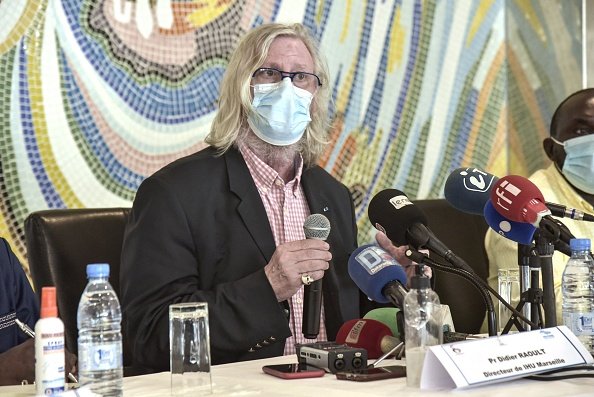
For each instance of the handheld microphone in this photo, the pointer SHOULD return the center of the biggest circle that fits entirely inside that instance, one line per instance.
(405, 224)
(370, 335)
(316, 226)
(469, 189)
(378, 275)
(519, 232)
(519, 200)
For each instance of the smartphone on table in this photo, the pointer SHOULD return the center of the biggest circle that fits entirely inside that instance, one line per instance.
(293, 371)
(367, 374)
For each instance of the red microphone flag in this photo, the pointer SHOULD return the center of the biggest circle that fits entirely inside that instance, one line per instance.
(519, 200)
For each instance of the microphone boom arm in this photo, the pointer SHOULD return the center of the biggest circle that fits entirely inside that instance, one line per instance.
(479, 283)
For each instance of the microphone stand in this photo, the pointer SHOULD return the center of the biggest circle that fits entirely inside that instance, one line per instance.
(547, 235)
(524, 254)
(424, 259)
(532, 295)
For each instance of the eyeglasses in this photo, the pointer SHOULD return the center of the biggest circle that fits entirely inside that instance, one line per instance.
(300, 79)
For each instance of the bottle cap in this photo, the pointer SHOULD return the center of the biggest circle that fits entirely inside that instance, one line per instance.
(48, 302)
(420, 282)
(97, 270)
(579, 244)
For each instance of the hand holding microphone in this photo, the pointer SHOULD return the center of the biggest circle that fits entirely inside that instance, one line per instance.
(292, 261)
(316, 227)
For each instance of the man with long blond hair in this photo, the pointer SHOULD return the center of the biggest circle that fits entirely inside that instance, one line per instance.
(225, 225)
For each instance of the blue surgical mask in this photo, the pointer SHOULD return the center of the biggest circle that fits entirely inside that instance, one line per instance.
(578, 167)
(281, 112)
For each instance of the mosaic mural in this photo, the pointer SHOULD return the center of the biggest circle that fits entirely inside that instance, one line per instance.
(96, 95)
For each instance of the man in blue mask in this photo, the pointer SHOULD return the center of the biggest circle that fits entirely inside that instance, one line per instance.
(568, 180)
(225, 225)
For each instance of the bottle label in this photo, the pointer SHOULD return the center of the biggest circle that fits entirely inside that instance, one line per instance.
(579, 323)
(100, 357)
(49, 363)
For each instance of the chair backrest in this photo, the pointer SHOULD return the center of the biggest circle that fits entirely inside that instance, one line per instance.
(60, 244)
(464, 234)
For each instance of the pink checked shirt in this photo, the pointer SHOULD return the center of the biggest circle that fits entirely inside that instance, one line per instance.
(287, 209)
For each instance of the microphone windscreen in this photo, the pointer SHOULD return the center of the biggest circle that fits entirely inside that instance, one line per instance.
(391, 212)
(372, 268)
(317, 227)
(519, 232)
(386, 316)
(518, 199)
(468, 189)
(366, 334)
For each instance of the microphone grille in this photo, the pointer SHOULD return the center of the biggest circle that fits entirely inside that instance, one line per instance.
(316, 226)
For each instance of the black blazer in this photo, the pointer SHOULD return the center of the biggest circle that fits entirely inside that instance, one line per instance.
(198, 231)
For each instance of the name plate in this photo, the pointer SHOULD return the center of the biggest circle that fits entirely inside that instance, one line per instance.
(498, 358)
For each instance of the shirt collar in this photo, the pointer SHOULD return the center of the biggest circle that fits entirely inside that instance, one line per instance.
(264, 176)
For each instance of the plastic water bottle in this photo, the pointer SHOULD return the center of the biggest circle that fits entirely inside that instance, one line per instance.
(49, 347)
(422, 326)
(578, 292)
(99, 334)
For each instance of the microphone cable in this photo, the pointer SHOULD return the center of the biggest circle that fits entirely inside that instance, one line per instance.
(478, 282)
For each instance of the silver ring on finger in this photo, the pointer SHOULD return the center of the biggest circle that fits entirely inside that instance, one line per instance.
(306, 279)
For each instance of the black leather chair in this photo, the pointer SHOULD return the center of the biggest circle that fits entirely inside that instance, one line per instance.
(60, 244)
(464, 234)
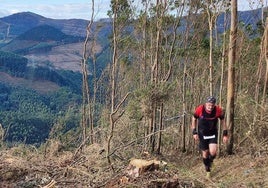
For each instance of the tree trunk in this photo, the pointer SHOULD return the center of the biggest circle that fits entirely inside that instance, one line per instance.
(231, 76)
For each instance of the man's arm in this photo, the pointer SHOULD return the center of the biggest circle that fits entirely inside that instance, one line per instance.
(193, 126)
(225, 131)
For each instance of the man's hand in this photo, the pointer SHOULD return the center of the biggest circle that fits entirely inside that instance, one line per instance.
(225, 139)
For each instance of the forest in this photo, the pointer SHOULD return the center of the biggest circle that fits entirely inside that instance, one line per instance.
(166, 58)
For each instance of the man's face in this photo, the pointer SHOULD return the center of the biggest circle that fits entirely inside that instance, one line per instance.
(209, 106)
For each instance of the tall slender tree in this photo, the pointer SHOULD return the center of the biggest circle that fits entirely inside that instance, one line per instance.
(231, 76)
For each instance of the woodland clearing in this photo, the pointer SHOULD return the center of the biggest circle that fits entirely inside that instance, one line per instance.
(25, 166)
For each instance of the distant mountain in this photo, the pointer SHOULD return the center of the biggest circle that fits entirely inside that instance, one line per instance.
(58, 43)
(19, 23)
(39, 39)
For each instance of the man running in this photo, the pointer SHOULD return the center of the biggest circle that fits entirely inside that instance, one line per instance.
(204, 127)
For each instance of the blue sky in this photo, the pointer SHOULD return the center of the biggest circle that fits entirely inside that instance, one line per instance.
(67, 9)
(58, 9)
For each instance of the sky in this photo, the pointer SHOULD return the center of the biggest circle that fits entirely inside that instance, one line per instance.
(80, 9)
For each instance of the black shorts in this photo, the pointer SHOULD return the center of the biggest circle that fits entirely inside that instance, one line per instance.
(204, 141)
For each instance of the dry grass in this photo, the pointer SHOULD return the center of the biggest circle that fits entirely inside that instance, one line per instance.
(47, 167)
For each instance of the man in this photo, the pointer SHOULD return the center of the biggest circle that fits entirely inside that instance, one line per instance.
(204, 128)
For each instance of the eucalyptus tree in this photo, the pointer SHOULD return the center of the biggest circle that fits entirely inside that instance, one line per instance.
(120, 14)
(231, 75)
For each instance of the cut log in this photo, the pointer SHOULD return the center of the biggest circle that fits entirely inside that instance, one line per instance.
(138, 166)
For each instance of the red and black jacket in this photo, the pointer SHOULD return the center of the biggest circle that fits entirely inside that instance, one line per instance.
(207, 122)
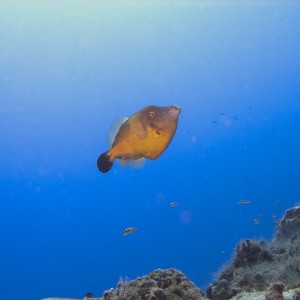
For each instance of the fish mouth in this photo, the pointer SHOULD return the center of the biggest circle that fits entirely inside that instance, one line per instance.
(175, 110)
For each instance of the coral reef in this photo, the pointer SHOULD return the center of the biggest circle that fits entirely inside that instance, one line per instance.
(168, 284)
(258, 271)
(259, 266)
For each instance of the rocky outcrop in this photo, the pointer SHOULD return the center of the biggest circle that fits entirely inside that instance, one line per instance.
(260, 266)
(168, 284)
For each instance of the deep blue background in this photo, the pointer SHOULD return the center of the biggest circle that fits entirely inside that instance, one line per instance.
(68, 69)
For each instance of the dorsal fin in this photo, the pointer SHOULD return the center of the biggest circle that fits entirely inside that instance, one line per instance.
(114, 129)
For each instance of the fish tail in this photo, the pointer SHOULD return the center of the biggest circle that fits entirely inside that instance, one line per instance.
(104, 164)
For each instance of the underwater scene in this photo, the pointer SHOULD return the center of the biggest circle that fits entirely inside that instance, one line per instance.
(145, 140)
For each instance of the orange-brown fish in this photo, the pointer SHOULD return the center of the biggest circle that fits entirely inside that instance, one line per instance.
(146, 134)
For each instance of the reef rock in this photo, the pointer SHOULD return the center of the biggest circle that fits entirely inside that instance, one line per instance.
(263, 267)
(168, 284)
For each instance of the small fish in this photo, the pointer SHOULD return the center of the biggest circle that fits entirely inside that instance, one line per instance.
(146, 134)
(275, 220)
(129, 230)
(244, 201)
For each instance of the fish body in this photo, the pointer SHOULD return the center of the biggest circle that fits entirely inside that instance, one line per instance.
(129, 230)
(146, 134)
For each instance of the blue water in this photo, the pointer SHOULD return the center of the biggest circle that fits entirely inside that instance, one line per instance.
(68, 69)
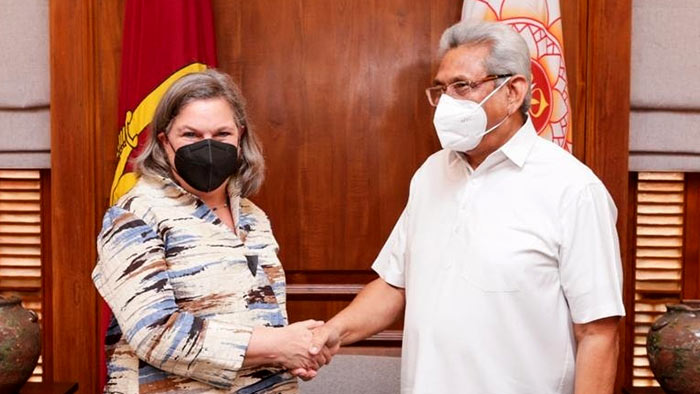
◆ ◆ ◆
▶ [THE EXERCISE]:
Echo the entries above, starting with the line that contains "For each instance of the blue water" and going on through the end of the entries. Leave the pictures out.

▶ [FINAL ANSWER]:
For each instance of the blue water in this photo, the pointer SHOULD return the center of the biggest circle that fits entirely inside that instance, one line per instance.
(68, 69)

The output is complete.